**Trecho do texto**
Contudo no século XXI, comunidades xamânicas e suas substâncias encontram com tecnologia de ressonância magnética funcional¹⁵ podendo nos explicar a farmacocinética e farmacodinâmica no indivíduo sob efeito da substância. O LSD e a psilocibina dependem exclusivamente da ligação com o neurotransmissor 5-HT2A, O MDMA inibe a recaptação de serotonina além de reabrir por um determinado tempo o centro de recompensa, que leva a uma “autorregulação de dependência de oxitocina na depressão maior”¹⁶.


Embora o título contenha divã no nome, não podemos incorrer ao erro de relacionar à psicanálise. O jogo de palavras veio decorrente de uma aula no curso de Medicina Psicodélica, ministrado pelo neurocientista Eduardo Schenberg, pesquisador principal do estudo sobre MDMA com psicoterapia assistida aqui no Brasil. Se há alguma abordagem necessária para a praticar a terapia psicodélica é realizar o curso de formação em Terapia Psicodélica, ministrado pela MAPS (Multidisciplinary Assossiation for Psychedelic Studies), uma organização sem fins lucrativos situada em Seattle.


III — O TRANSTORNO DE ESTRESSE PÓS-TRAUMÁTICO (TEPT) E O MDMA


Tradicionalmente, o TEPT é organizado em três subgrupos, estando relacionado: a) reexperiência traumática; b) à esquiva e ao distanciamento emocionais; e c) à hiperexcitabilidade psíquica¹⁷.

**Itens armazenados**
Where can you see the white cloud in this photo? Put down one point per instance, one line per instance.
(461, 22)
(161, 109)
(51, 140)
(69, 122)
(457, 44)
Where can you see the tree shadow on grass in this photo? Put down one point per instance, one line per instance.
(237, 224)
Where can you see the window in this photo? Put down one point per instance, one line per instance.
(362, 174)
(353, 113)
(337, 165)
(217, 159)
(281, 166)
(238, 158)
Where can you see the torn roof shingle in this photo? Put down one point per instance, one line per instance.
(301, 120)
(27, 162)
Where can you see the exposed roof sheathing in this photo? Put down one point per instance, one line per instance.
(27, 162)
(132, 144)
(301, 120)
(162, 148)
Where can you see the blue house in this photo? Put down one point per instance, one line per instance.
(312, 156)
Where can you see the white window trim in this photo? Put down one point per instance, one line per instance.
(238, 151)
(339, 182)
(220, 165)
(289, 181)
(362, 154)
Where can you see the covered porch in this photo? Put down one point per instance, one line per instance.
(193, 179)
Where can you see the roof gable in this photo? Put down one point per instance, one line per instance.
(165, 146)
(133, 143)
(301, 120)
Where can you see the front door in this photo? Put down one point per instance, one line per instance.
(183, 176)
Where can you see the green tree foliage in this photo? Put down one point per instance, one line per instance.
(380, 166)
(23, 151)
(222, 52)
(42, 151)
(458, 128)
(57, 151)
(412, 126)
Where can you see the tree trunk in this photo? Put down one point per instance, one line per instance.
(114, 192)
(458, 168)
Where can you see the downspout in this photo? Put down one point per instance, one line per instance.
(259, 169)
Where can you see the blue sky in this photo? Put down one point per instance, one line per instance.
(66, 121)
--
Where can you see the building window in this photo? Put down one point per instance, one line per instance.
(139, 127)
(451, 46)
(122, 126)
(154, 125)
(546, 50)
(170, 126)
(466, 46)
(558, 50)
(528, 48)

**Exercícios propostos**
(a) Segundo o trecho sobre terapia psicodélica, em que cidade está situada a MAPS?
(b) Prossiga o trecho sobre terapia psicodélica a partir da sua última frase.

**Respostas esperadas**
(a) Em Seattle.

(b)
A reexperiência traumática é caracterizada por uma lembrança constante do trauma, uma ruminação psíquica que leva à inatividade motora. Essa reexperiência é vivida a partir de uma lembrança fragmentada do acontecimento — como um odor, uma imagem ou um som –, ativada por um gatilho externo. Este pode variar desde o mais simples até o mais sofisticado (como um trovão ou perfume-, e pode até mesmo envolver a citação direta do trauma, o que leva o indivíduo a reviver todos os aspectos fisiológicos experienciados durante o trauma¹⁸.



Oficial do exército americano durante terapia psicodélica. Linaeja White.
Linaeja White, especialista em cuidados de saúde do Batalhão de Tropas Especiais, Brigada de Apoio Resoluto da 3ª Divisão de Infantaria, torce o rosto em 2 de abril de 2018, durante uma aula de Mindfulness Monday no Bagram Airfield, Afeganistão. Verificou-se que terapias como a meditação transcendental são eficazes no tratamento do TEPT. (Sargento Elizabeth White / Exército dos EUA)

A esquiva e distanciamento emocional são sintomas relativos à repetição traumática causada pelos mais ínfimos estímulos, o que torna esta segunda modalidade do TEPT bastante próxima à terceira . O indivíduo é levado a evitar uma ampla gama de situações — desde sentimentos, pessoas, lugares e ações, até filmes, esquinas e perfumes –, tudo afim de não se deparar com esses estímulos no mundo real. Tudo isso traz uma hiperexcitabilidade psíquica muito violenta, na qual o nível de tensão do SNC (sistema nervoso central) e do SNA (sistema nervoso autônomo) vem acompanhado de uma gama variada de sintomas, tais como taquicardia, parestesias, sudorese, tonturas e extremidades frias, em uma constante hipervigilância.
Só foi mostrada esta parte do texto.